## Fragmento seleccionado

Por Germán Ayala Osorio, comunicador social y politólogo
Columna publicada en el periódico EL PUEBLO: http://elpueblo.com.co/conflicto-armado-interno-en-perspectiva-etnica/
Del conflicto armado interno
hemos escuchado que tiene anclajes en factores y elementos sociales, económicos
y políticos, íntimamente relacionados con el problema de la concentración de la
tierra en pocas manos, la estrechez política y electoral de un régimen
democrático que, al igual que el Estado, está en proceso de consolidación y
profundización. Podemos sumar otras características y fenómenos, como el
maridaje entre política y crimen, paramilitarismo y un ethos mafioso compartido por élites de poder y fuerzas sociales; al
final, llegaríamos a comprender, que estamos ante un complejo conflicto que
tiene expresión armada, pero que es social, político, étnico, ambiental,
cultural y económico.
Se hace muy difícil comprender,
históricamente, el devenir de la guerra colombiana, porque solemos separarlo de
otros conflictos, problemas y situaciones que claramente expresan las enormes
dificultades que el Estado y la sociedad atraviesan para guiar procesos
civilizatorios y de civilidad, que minimicen al máximo el riesgo natural que supone vivir juntos, para
una especie que, como la humana, deviene hostil, inestable y con rasgos fuertes
de perversidad.

## El problema
Según el fragmento seleccionado, ¿con qué problema relativo a la tierra están íntimamente relacionados los factores del conflicto armado interno?

## Filas almacenadas
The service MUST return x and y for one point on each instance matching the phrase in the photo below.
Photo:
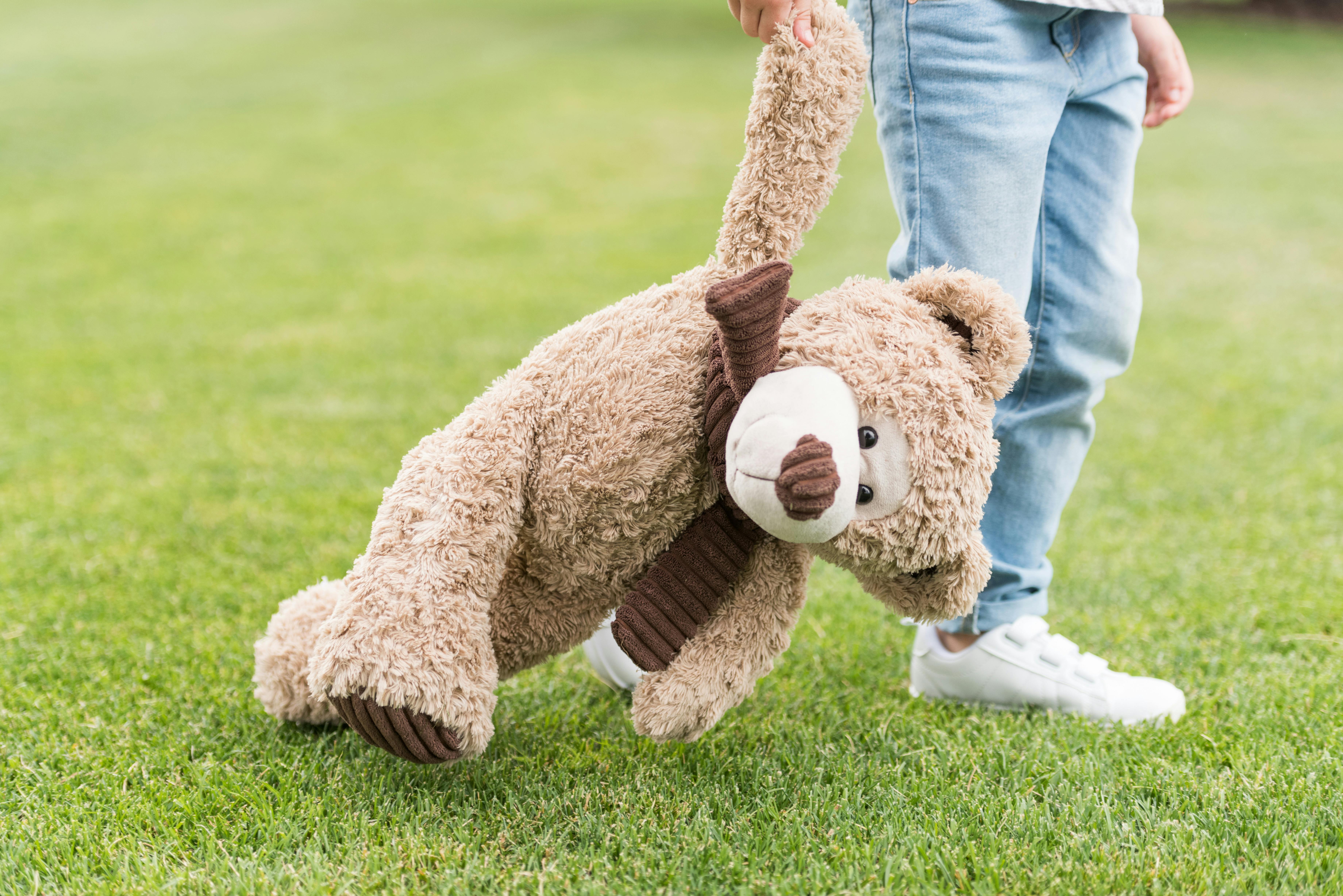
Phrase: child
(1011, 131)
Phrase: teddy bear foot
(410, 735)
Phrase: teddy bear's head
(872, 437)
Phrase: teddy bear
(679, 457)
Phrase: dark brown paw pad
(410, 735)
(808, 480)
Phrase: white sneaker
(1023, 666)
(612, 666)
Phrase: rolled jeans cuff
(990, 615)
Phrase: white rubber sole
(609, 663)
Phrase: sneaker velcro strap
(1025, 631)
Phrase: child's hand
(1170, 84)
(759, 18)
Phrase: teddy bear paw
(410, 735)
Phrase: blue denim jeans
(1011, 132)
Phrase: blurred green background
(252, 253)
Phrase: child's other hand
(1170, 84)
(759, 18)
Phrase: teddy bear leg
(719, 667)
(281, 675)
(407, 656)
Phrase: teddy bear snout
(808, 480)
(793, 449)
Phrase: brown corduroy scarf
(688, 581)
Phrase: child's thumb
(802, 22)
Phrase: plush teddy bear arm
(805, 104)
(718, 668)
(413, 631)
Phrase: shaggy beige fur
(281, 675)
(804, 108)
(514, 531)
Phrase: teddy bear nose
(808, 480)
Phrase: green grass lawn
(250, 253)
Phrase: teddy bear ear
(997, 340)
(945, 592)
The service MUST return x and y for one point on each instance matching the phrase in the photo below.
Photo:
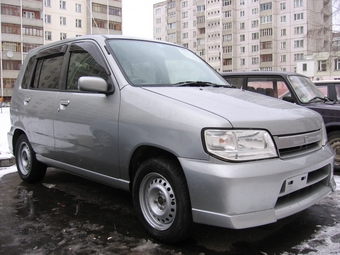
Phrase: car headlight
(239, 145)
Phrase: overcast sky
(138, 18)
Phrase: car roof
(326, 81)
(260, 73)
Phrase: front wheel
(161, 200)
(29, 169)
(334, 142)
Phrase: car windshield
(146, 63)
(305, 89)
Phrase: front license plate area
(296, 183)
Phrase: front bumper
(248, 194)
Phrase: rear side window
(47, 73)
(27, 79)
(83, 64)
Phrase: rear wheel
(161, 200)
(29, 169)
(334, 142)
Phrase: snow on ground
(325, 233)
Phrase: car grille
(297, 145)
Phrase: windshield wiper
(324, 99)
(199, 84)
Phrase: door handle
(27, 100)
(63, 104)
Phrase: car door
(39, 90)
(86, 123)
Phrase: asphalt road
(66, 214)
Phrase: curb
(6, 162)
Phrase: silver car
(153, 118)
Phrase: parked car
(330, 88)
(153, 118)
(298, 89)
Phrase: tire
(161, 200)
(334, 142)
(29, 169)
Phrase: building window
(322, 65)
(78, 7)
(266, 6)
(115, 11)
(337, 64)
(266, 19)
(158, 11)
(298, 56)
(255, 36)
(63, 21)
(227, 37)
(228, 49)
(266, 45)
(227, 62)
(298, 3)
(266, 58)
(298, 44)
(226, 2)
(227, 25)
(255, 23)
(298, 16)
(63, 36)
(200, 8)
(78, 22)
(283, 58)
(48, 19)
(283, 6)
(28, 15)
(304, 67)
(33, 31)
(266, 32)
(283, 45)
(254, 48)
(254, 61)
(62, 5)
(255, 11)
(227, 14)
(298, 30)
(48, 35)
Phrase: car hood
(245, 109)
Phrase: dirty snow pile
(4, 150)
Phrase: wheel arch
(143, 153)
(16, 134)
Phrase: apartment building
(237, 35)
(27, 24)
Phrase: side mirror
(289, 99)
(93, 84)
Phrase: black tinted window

## Respuesta del ejercicio
Con la concentración de la tierra en pocas manos.